*TASK PROMPT:* Transcribe the rest of the listing below, starting with the line that contains "instance of the sky" and ending with the last line, exactly as written.

*DATA SUPPLIED:*
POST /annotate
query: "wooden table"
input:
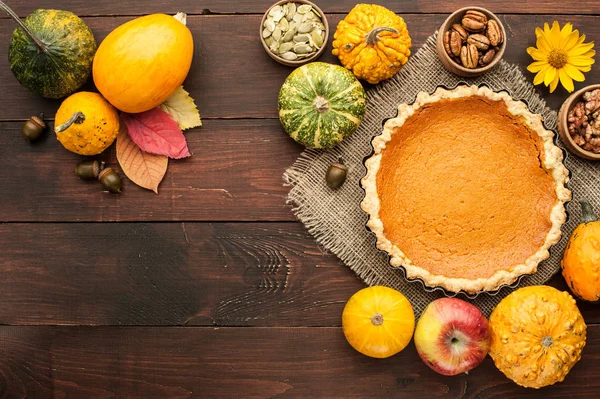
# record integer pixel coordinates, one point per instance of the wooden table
(210, 289)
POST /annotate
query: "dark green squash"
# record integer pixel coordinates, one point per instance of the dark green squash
(51, 52)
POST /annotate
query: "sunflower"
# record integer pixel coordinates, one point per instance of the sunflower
(560, 55)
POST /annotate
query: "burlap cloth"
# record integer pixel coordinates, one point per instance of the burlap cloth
(335, 218)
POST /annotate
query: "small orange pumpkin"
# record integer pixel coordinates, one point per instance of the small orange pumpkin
(378, 321)
(581, 260)
(142, 62)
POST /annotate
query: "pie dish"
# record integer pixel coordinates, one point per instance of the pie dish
(465, 189)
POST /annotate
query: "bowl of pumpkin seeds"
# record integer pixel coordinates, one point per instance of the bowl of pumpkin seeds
(294, 32)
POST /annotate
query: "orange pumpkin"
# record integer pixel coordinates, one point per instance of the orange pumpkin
(142, 62)
(378, 321)
(581, 260)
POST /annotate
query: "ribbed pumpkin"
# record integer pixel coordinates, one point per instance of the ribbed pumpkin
(51, 52)
(581, 260)
(321, 104)
(538, 335)
(142, 62)
(373, 42)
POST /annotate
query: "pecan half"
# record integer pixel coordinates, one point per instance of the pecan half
(461, 31)
(469, 56)
(487, 57)
(494, 33)
(474, 21)
(479, 41)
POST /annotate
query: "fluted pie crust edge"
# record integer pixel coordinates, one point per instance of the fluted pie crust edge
(553, 164)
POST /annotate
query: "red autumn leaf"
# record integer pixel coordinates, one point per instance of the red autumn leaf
(156, 132)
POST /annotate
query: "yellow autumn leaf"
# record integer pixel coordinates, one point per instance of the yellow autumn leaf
(183, 109)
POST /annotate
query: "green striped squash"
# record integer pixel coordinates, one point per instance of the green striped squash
(321, 104)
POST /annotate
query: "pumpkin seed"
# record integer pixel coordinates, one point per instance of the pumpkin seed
(285, 47)
(289, 35)
(284, 24)
(277, 34)
(301, 38)
(289, 56)
(304, 8)
(302, 48)
(317, 38)
(270, 24)
(305, 27)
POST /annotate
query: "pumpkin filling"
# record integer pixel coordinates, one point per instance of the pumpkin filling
(462, 188)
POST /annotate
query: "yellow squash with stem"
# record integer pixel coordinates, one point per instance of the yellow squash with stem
(378, 321)
(86, 123)
(581, 260)
(373, 42)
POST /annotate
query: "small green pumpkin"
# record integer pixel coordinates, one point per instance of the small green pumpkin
(51, 52)
(321, 104)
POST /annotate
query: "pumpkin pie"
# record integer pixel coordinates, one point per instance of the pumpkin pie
(466, 189)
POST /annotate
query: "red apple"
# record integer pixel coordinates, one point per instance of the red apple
(452, 336)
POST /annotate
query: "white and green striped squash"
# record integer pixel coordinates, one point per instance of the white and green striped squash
(321, 104)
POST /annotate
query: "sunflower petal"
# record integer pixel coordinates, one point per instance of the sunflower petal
(574, 73)
(581, 49)
(554, 83)
(536, 66)
(566, 81)
(537, 54)
(550, 75)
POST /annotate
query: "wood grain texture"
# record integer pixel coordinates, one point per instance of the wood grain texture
(235, 173)
(106, 362)
(222, 274)
(233, 77)
(138, 7)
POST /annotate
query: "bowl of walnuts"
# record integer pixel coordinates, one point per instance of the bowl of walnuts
(471, 41)
(579, 123)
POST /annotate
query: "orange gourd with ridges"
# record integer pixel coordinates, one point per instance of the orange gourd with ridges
(142, 62)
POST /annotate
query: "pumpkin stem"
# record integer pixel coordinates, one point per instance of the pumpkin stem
(587, 212)
(377, 319)
(11, 13)
(373, 36)
(321, 104)
(77, 117)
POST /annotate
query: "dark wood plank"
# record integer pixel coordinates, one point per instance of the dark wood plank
(80, 362)
(226, 84)
(224, 274)
(241, 274)
(235, 173)
(137, 7)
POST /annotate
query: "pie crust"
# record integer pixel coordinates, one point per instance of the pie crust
(550, 160)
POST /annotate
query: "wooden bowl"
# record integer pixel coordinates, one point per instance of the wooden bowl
(303, 61)
(449, 63)
(563, 125)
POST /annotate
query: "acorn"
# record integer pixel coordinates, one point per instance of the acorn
(336, 175)
(89, 169)
(110, 180)
(33, 128)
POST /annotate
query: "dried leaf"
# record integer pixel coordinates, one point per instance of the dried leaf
(145, 170)
(156, 132)
(183, 109)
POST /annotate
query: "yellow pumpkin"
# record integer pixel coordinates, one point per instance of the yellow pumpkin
(538, 335)
(373, 42)
(142, 62)
(378, 321)
(581, 260)
(86, 123)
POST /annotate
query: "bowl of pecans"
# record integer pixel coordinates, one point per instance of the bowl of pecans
(471, 41)
(579, 123)
(294, 33)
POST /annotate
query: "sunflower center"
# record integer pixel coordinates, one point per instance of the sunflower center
(557, 58)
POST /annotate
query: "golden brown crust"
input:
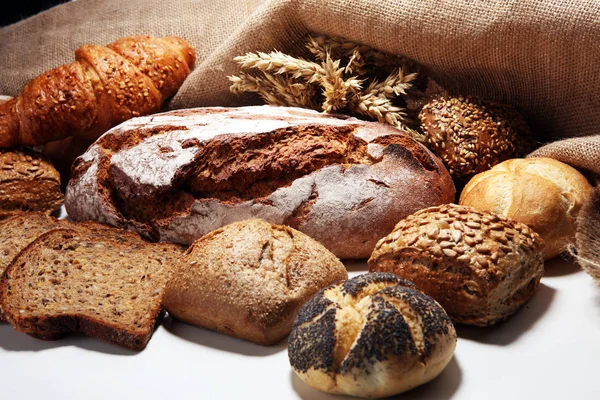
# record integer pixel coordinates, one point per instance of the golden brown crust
(479, 266)
(542, 193)
(101, 89)
(249, 279)
(28, 182)
(471, 135)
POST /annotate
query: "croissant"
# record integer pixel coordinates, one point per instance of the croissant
(105, 86)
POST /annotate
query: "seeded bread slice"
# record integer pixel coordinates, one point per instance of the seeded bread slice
(71, 280)
(17, 232)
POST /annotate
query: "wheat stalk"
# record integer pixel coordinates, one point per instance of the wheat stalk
(277, 62)
(344, 77)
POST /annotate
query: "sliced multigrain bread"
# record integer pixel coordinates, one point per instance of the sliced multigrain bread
(17, 232)
(71, 280)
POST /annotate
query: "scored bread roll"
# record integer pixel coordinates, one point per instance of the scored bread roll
(249, 279)
(543, 193)
(481, 267)
(375, 335)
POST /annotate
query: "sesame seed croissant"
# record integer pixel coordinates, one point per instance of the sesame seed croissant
(105, 86)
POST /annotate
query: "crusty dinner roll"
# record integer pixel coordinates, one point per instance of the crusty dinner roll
(479, 266)
(471, 134)
(249, 279)
(375, 335)
(541, 192)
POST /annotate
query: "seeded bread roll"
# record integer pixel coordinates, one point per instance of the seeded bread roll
(471, 135)
(249, 279)
(28, 182)
(375, 335)
(542, 193)
(177, 176)
(479, 266)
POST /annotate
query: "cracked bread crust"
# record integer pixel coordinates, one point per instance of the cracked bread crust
(249, 279)
(375, 335)
(481, 267)
(90, 279)
(177, 176)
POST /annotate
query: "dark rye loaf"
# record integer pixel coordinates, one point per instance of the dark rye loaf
(104, 283)
(179, 175)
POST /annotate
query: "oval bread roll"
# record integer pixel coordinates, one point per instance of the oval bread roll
(543, 193)
(479, 266)
(375, 335)
(249, 279)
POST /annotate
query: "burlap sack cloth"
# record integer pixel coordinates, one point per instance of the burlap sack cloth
(541, 56)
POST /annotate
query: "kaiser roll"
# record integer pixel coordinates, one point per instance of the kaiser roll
(375, 335)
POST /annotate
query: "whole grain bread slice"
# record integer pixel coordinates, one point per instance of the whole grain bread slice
(17, 232)
(107, 285)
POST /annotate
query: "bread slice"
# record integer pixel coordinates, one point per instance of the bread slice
(77, 280)
(17, 232)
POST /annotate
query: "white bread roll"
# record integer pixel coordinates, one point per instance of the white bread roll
(542, 193)
(375, 335)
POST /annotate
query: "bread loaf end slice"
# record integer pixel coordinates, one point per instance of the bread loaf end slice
(76, 281)
(17, 232)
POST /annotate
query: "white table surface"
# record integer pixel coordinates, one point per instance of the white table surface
(549, 350)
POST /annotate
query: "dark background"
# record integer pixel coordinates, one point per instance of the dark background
(17, 10)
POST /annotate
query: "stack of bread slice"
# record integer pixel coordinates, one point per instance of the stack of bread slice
(60, 277)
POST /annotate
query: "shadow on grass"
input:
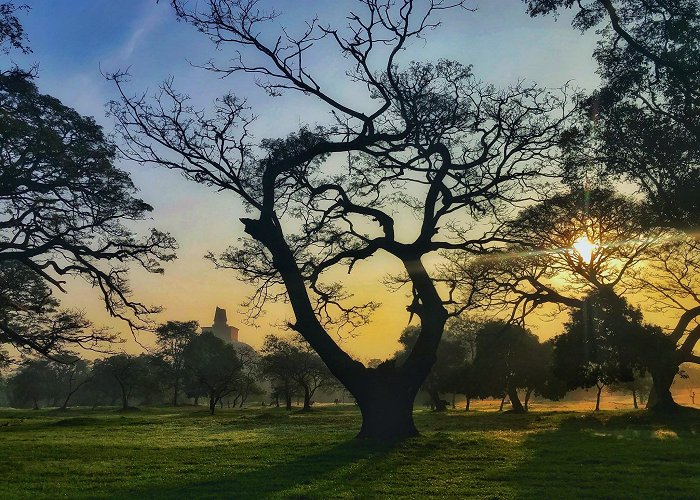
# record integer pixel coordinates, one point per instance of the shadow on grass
(316, 474)
(628, 455)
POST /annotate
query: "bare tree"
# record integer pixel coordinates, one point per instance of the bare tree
(430, 140)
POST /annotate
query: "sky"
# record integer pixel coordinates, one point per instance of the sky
(75, 41)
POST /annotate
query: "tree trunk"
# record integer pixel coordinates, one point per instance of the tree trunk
(660, 397)
(528, 394)
(387, 409)
(515, 401)
(307, 399)
(437, 403)
(175, 391)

*ANSWER SPACE:*
# record integer pixel coordinates, one point per instance of the sky
(75, 41)
POST /annotate
query: "tree trunk"
# record integer pixel coordinates, one point per instance of the tree trunk
(660, 397)
(528, 394)
(387, 409)
(515, 401)
(307, 399)
(437, 403)
(175, 391)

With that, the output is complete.